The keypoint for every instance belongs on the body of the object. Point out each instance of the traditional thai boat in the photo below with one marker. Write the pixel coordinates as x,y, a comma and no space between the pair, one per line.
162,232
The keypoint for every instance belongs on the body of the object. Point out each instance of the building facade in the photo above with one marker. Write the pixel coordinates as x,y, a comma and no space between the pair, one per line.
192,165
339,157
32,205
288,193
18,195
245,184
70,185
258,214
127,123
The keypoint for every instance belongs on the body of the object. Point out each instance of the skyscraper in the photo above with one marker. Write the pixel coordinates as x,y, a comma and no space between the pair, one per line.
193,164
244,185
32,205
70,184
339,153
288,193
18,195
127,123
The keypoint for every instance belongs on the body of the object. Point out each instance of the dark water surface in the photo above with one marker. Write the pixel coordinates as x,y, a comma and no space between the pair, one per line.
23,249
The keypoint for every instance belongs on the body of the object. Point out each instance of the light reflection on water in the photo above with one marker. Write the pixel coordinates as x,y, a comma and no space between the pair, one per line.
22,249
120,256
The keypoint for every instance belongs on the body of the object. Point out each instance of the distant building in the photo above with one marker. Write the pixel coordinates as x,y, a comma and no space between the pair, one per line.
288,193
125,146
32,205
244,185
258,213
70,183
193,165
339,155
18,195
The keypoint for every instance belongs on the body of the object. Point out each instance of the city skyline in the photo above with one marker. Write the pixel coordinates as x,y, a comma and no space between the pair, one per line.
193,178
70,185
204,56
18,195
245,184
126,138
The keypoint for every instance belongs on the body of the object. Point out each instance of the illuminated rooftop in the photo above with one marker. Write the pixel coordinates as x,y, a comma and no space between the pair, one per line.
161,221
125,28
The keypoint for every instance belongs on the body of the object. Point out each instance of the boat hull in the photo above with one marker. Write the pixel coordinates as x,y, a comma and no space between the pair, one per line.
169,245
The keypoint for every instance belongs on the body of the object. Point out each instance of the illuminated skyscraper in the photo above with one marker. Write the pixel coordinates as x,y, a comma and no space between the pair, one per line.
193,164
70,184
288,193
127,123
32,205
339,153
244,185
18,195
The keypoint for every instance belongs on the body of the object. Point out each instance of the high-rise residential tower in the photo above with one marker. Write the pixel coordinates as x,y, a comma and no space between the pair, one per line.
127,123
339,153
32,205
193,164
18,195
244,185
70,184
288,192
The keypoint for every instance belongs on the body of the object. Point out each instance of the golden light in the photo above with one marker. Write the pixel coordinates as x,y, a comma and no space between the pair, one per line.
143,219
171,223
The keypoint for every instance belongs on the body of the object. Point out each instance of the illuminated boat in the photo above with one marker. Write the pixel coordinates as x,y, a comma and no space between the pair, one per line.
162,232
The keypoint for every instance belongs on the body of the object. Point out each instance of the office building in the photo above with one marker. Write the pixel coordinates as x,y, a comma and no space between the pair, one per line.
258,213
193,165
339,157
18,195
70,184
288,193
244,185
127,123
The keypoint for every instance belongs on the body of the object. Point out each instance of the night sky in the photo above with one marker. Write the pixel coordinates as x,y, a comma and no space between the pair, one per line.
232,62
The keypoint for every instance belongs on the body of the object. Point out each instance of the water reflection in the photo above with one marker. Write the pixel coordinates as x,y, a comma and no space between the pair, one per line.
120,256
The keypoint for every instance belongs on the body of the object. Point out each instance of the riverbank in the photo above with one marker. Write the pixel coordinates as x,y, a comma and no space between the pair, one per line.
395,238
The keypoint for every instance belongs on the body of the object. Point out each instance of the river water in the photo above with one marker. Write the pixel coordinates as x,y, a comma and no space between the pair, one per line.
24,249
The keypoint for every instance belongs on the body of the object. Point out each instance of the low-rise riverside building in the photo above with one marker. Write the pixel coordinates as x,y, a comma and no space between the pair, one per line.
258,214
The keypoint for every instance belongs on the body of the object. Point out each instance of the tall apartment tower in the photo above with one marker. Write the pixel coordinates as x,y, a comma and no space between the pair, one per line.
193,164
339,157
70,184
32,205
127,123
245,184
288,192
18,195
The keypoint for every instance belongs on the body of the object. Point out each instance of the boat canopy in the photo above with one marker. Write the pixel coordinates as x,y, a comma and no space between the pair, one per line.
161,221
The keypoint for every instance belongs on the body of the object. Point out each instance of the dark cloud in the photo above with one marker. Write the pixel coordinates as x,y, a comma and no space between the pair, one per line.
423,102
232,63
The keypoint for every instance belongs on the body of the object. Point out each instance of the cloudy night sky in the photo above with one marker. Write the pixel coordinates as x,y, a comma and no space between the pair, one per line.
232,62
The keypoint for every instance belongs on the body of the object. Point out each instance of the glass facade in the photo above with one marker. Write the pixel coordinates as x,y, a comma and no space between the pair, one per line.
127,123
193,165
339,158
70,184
---
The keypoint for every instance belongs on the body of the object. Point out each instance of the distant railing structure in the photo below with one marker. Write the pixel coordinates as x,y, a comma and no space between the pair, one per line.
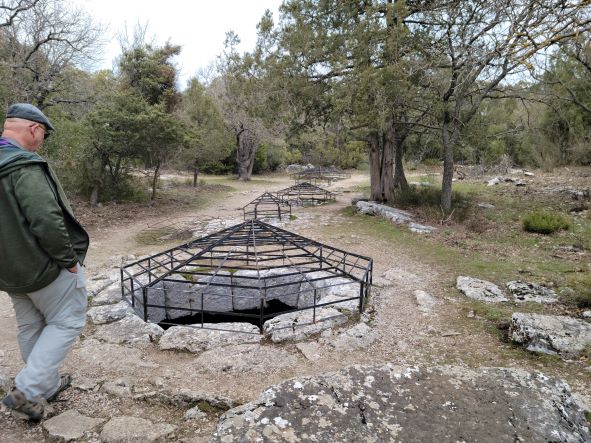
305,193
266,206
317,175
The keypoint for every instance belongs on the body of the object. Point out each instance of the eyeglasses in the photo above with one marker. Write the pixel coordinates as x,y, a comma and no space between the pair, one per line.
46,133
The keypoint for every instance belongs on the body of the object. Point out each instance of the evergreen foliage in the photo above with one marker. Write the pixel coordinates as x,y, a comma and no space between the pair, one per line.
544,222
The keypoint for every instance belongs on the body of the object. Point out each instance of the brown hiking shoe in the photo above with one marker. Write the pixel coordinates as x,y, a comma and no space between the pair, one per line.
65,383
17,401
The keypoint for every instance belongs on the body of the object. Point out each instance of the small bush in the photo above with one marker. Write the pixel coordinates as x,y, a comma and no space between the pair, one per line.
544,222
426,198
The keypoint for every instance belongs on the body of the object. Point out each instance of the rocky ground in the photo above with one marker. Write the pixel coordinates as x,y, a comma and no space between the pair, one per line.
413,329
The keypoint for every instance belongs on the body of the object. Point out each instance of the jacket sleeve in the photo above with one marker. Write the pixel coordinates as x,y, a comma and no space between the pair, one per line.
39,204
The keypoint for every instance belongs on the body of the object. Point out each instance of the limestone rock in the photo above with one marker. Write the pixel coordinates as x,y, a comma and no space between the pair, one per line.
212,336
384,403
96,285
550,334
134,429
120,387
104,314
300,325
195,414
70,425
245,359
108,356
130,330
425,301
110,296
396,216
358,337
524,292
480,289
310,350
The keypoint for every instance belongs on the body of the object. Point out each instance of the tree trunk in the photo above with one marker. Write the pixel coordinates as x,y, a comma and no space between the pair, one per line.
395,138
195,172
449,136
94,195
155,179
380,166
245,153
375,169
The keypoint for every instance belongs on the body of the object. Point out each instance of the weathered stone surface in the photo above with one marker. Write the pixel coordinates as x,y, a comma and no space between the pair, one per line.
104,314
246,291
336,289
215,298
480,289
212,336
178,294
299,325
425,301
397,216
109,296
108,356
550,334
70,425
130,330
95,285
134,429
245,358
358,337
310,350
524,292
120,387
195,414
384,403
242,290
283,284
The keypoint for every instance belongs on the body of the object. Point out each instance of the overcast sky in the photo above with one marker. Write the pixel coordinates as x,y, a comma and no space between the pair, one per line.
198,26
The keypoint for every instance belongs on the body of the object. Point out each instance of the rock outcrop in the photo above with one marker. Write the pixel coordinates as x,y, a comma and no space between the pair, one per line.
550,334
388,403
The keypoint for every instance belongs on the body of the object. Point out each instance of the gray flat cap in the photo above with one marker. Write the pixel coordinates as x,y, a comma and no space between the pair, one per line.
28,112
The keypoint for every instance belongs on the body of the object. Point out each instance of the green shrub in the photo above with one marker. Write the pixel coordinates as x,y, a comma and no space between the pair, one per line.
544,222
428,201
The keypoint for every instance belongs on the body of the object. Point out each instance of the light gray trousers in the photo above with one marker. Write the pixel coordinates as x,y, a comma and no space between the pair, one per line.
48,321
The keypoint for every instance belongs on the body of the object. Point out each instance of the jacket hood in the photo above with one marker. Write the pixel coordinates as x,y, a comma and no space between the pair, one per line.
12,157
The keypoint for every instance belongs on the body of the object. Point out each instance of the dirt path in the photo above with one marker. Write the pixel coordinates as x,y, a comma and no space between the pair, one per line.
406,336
--
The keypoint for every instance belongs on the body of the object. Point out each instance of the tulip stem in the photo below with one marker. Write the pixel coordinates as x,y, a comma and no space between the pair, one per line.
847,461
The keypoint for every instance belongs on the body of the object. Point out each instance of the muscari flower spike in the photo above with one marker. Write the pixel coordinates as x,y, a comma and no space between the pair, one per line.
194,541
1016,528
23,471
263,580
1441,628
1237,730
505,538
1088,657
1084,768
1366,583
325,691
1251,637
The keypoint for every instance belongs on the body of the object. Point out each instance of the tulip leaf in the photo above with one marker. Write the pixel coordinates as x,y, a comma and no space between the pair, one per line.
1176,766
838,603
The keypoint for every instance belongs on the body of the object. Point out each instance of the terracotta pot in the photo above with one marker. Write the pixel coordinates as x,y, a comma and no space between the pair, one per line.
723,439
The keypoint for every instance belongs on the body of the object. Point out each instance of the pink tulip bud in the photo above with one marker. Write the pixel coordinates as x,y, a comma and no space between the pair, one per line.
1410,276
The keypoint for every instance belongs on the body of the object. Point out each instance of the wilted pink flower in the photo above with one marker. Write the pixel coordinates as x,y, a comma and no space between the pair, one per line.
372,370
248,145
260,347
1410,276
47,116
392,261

▶ EXERCISE REQUIREMENTS
Filter the records above and copy every line that contains the string "jacket".

▶ RESULT FOR THIS EXERCISE
The keypoint for every instance belongs on the body of the object. Point out each instance of the jacket sleeve in the photo above with one marker. Write the pixel coordinates as x,y, a comma and no space between the pair, one per line.
The keypoint for every instance belongs on the body of the object. Point out each instance of the jacket hood in the photo above with one marker. Write the pixel coordinates as x,y, a comma and no space between the pair, one per line.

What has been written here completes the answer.